EXERCISE OBJECTIVE
Rewrite all of the material below, changing "stone column" to "stone pillar" wherever it appears and leaving everything else as it is.

•••

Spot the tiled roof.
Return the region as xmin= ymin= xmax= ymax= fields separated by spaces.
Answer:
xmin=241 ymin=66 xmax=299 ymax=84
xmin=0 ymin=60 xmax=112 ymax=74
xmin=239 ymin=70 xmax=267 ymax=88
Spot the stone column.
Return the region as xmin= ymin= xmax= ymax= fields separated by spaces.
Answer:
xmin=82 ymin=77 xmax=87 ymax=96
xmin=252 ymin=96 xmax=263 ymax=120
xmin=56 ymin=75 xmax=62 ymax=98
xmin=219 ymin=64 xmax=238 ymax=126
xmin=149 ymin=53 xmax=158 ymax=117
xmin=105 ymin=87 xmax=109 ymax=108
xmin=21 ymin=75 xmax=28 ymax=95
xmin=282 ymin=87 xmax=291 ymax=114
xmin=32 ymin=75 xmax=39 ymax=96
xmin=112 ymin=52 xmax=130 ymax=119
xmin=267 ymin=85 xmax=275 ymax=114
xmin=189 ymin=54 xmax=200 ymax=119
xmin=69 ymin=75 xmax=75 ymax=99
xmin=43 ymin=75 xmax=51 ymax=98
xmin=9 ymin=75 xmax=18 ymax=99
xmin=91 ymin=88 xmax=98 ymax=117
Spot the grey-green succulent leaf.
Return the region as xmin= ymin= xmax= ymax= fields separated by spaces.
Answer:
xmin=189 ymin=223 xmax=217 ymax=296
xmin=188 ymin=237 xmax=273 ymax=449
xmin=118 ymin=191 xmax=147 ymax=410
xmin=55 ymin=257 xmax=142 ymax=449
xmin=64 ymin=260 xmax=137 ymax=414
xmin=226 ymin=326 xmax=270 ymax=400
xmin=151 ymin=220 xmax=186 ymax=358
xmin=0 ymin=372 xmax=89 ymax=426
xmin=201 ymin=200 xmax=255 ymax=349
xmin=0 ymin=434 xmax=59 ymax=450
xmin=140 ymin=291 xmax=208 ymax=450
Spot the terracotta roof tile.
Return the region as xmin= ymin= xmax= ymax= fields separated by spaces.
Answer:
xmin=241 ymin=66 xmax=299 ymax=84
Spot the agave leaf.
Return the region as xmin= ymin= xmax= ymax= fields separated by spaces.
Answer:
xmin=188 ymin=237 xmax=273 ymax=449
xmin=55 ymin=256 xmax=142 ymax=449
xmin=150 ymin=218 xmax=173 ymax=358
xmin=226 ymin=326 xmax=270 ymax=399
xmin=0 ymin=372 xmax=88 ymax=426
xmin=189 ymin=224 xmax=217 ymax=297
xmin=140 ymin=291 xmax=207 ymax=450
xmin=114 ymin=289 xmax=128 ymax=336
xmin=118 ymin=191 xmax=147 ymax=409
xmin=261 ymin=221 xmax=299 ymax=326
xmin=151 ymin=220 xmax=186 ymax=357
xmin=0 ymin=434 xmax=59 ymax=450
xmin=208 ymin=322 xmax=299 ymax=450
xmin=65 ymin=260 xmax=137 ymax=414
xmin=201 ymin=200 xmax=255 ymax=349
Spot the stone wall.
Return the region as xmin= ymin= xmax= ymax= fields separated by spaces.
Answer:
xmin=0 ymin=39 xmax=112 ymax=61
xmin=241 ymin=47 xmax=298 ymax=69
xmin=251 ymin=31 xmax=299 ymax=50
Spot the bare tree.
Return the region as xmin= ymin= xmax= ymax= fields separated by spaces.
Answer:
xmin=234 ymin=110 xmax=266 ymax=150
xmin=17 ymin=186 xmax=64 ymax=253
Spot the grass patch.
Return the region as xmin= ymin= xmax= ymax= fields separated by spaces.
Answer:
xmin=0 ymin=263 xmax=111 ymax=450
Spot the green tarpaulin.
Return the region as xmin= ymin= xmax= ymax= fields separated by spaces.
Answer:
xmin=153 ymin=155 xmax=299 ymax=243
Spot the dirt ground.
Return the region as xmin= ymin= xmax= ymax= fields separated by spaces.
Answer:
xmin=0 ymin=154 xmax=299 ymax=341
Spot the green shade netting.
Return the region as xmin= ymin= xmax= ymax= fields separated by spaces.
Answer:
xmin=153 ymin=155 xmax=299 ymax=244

•••

EXERCISE ANSWER
Spot the tiled roof.
Return the region as xmin= ymin= xmax= ymax= fields separated by spaces.
Answer:
xmin=241 ymin=66 xmax=299 ymax=84
xmin=0 ymin=60 xmax=112 ymax=74
xmin=239 ymin=70 xmax=267 ymax=88
Spot the stone pillar.
Return the region as xmin= ymin= xmax= ymax= fields separated by spaces.
Answer:
xmin=82 ymin=77 xmax=87 ymax=96
xmin=252 ymin=96 xmax=263 ymax=120
xmin=56 ymin=75 xmax=62 ymax=98
xmin=219 ymin=64 xmax=238 ymax=126
xmin=149 ymin=53 xmax=158 ymax=117
xmin=105 ymin=87 xmax=109 ymax=108
xmin=21 ymin=75 xmax=28 ymax=95
xmin=282 ymin=87 xmax=291 ymax=114
xmin=32 ymin=75 xmax=39 ymax=96
xmin=112 ymin=52 xmax=130 ymax=119
xmin=267 ymin=85 xmax=275 ymax=114
xmin=189 ymin=54 xmax=200 ymax=119
xmin=69 ymin=75 xmax=75 ymax=99
xmin=43 ymin=75 xmax=51 ymax=98
xmin=9 ymin=75 xmax=18 ymax=99
xmin=91 ymin=88 xmax=98 ymax=117
Spot the grey-green succulent leaf.
Return the region as xmin= ymin= xmax= ymax= fields separated by spaces.
Answer:
xmin=189 ymin=223 xmax=217 ymax=296
xmin=188 ymin=237 xmax=273 ymax=449
xmin=118 ymin=191 xmax=147 ymax=410
xmin=55 ymin=257 xmax=142 ymax=449
xmin=64 ymin=260 xmax=137 ymax=414
xmin=226 ymin=326 xmax=270 ymax=400
xmin=151 ymin=220 xmax=186 ymax=358
xmin=0 ymin=372 xmax=89 ymax=426
xmin=201 ymin=200 xmax=255 ymax=349
xmin=0 ymin=434 xmax=59 ymax=450
xmin=140 ymin=291 xmax=208 ymax=450
Spot the terracotta roof tile.
Return the region as xmin= ymin= xmax= ymax= fields separated by spaces.
Answer:
xmin=241 ymin=66 xmax=299 ymax=84
Spot the agave leaf.
Return the region as xmin= ymin= xmax= ymax= fields separated by spaces.
Answer:
xmin=188 ymin=237 xmax=273 ymax=449
xmin=55 ymin=256 xmax=142 ymax=449
xmin=150 ymin=218 xmax=173 ymax=358
xmin=226 ymin=326 xmax=270 ymax=399
xmin=0 ymin=372 xmax=88 ymax=426
xmin=189 ymin=224 xmax=217 ymax=297
xmin=140 ymin=291 xmax=207 ymax=450
xmin=114 ymin=289 xmax=128 ymax=336
xmin=118 ymin=191 xmax=147 ymax=409
xmin=261 ymin=221 xmax=299 ymax=326
xmin=151 ymin=220 xmax=186 ymax=357
xmin=0 ymin=434 xmax=59 ymax=450
xmin=208 ymin=322 xmax=299 ymax=450
xmin=65 ymin=260 xmax=137 ymax=414
xmin=201 ymin=200 xmax=255 ymax=349
Spot the stone wall.
Return the region as xmin= ymin= xmax= ymax= fields separated by spaces.
Answer:
xmin=0 ymin=39 xmax=112 ymax=61
xmin=241 ymin=47 xmax=298 ymax=69
xmin=251 ymin=31 xmax=299 ymax=50
Spot the bare tree.
Return the region as xmin= ymin= xmax= ymax= fields separated by spaces.
Answer:
xmin=234 ymin=110 xmax=266 ymax=150
xmin=17 ymin=186 xmax=64 ymax=253
Spot the grass patch.
Return the region as xmin= ymin= xmax= ymax= fields separated by spaces.
Answer:
xmin=0 ymin=263 xmax=111 ymax=450
Spot the green tarpaulin.
Return the region as xmin= ymin= xmax= ymax= fields separated by spaces.
Answer:
xmin=153 ymin=155 xmax=299 ymax=243
Spot the dirt ground.
Return the region as xmin= ymin= xmax= ymax= fields separated by spaces.
Answer:
xmin=0 ymin=154 xmax=299 ymax=341
Spot the green shade netting.
Return the region as xmin= ymin= xmax= ymax= fields separated by spaces.
Answer:
xmin=153 ymin=155 xmax=299 ymax=244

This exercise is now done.